AUFGABENSTELLUNG -> Gib bitte die Zeilen von der Zeile mit "The function MUST return, for every instance of the bush, a" bis zum Ende der Datensätze wortgetreu wieder, einschließlich dieser ersten Zeile.

BEREITGESTELLTE DATENSÄTZE ->

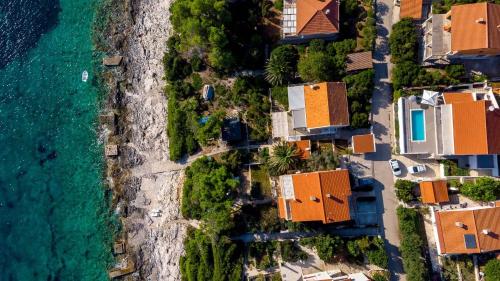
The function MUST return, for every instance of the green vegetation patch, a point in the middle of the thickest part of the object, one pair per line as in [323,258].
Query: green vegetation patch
[412,244]
[484,189]
[210,258]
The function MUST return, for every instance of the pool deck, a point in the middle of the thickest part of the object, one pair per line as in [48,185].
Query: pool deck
[428,146]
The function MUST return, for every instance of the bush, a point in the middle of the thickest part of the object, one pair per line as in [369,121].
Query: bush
[208,194]
[378,257]
[403,41]
[326,246]
[404,190]
[485,189]
[404,74]
[282,65]
[315,67]
[359,93]
[278,5]
[411,244]
[492,270]
[290,252]
[455,71]
[280,94]
[207,258]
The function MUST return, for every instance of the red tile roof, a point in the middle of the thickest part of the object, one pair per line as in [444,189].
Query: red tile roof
[434,192]
[474,28]
[411,9]
[326,105]
[363,143]
[359,61]
[321,196]
[475,221]
[317,16]
[475,128]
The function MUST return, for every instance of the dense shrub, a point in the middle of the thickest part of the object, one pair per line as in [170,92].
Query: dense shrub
[492,270]
[326,246]
[280,94]
[208,258]
[290,252]
[403,41]
[282,65]
[411,245]
[359,93]
[485,189]
[208,194]
[404,190]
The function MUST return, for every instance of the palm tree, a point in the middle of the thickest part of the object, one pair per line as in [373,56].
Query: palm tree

SCHRIFTLICHE ANTWORT ->
The function MUST return, for every instance of the bush, a point in the middle of the thickest part of the object, one pair per line as in [369,121].
Query: bush
[208,194]
[378,257]
[403,41]
[326,246]
[404,190]
[485,189]
[404,74]
[282,65]
[315,67]
[359,93]
[278,5]
[411,244]
[492,270]
[290,252]
[455,71]
[280,94]
[207,258]
The function MUST return, for every instance of the red tile roof, a point in the middle of the thickest part of the object, one pair per line as in [444,189].
Query: red tile roof
[434,192]
[474,28]
[411,9]
[326,105]
[363,143]
[359,61]
[321,196]
[475,221]
[317,16]
[475,128]
The function MUST return, for every instance of the dense shrub, a point in the middle of the thickest part of the object, one pair per line as in [170,92].
Query: dense shrub
[492,270]
[326,246]
[280,94]
[208,258]
[290,252]
[403,41]
[282,65]
[411,245]
[359,93]
[485,189]
[208,194]
[404,190]
The function MUST return, for every instance of the palm tree, a point in the middle of the thickest part of the object, one pair per line as in [373,56].
Query: palm tree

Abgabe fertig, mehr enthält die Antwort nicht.